Exercise goal: From the records, pick out and copy each line containing "sample".

Provided records:
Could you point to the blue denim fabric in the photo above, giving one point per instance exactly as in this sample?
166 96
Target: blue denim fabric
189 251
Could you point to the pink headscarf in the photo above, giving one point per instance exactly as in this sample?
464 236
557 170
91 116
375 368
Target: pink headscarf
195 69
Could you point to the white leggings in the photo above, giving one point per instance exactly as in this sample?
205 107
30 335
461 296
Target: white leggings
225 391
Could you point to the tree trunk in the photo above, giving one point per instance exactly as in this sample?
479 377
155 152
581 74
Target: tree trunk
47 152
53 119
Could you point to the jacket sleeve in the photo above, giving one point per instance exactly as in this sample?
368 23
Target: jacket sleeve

Exercise result:
Could you point to the blue denim fabric in the photo above, giving one point per instance exactly as in this sample?
Could you point to the pink headscarf in the photo above, giving one point per instance exactly as in this sample?
Could you point to the white leggings in the photo above, giving one point per instance exactly as in this sample?
Could you point to the tree trunk in the photo above, giving one point per instance exactly as in this sample?
Could you point to the jacket sleeve in the photo above, giving one point per instance exactly as in this sample?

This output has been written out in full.